_Supplied text_
Stranded is a 2013 American paranormal investigation reality television  series that premiered on the Syfy network February 27, 2013 and is hosted by Josh Gates of Destination Truth. The show is produced by executive producers Brad Kuhlman, Casey Brumels and Josh Gates for Ping Pong Productions, and Jason Blum of Blumhouse Productions, the latter best known for the Paranormal Activity film franchise. The show has been compared to MTV's paranormal competition show Fear.

Format
The show was created by Josh Gates as both a paranormal and psychological experiment. Each episode features a three-person team made up of paranormal enthusiasts and skeptics from various walks of life who spend several days alone together at some of the most allegedly haunted locations in North America. The teams create their own video footage with hand-held night-vision cameras, along with dozens of fixed cameras, that document their reactions to the ever increasing anxiety, paranoia and desolation of being trapped inside a terrifying place. The show concludes with a review of the footage and personal interviews of each member's experience.

_Record excerpts_
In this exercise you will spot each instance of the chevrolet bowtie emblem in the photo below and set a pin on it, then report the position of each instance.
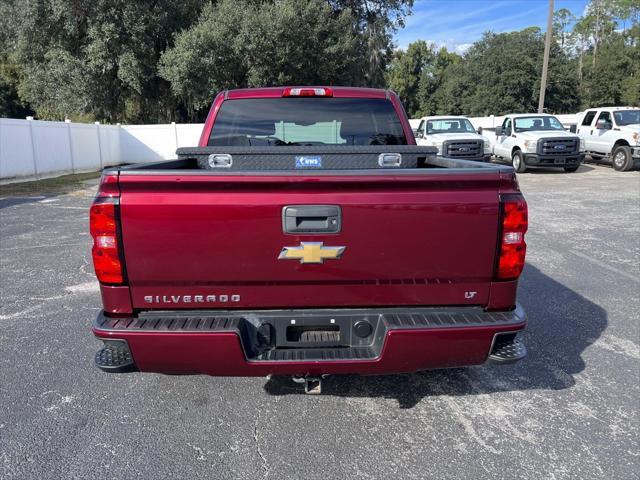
(311, 252)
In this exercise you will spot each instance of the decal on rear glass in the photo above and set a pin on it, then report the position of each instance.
(309, 162)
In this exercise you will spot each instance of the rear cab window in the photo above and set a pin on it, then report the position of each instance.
(588, 118)
(450, 125)
(524, 124)
(604, 116)
(306, 122)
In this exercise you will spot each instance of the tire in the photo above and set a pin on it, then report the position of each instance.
(621, 158)
(517, 161)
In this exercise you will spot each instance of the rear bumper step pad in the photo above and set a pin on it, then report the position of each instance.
(366, 341)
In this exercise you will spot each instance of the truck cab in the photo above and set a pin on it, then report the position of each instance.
(454, 137)
(612, 133)
(537, 140)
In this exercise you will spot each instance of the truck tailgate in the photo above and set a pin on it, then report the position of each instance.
(214, 241)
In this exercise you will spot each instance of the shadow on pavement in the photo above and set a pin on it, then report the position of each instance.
(12, 194)
(562, 324)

_Task list_
1. Name every person mentioned in the text about the Syfy series Stranded.
2. Carry on the text about the Syfy series Stranded from the point where it ends.

_Responses to the tasks_
1. Josh Gates, Brad Kuhlman, Casey Brumels, and Jason Blum.

2.
Opening Introduction: 

Message (before each episode):

Reception
Mark Perigard of the Boston Herald gave an overall negative review stating, 'Stranded' shows that boredom, isolation and the power of suggestion—along with some careful goosing by off-screen production assistants, no doubt—can produce, ultimately, a horribly predictable show."

TV by the Numbers announced the show with a more positive review stating, "Over the course of the confinement, the subjects contend with increasingly pervasive feelings of fear and desolation, resulting in an experiment that represents a unique combination of psychology and the paranormal."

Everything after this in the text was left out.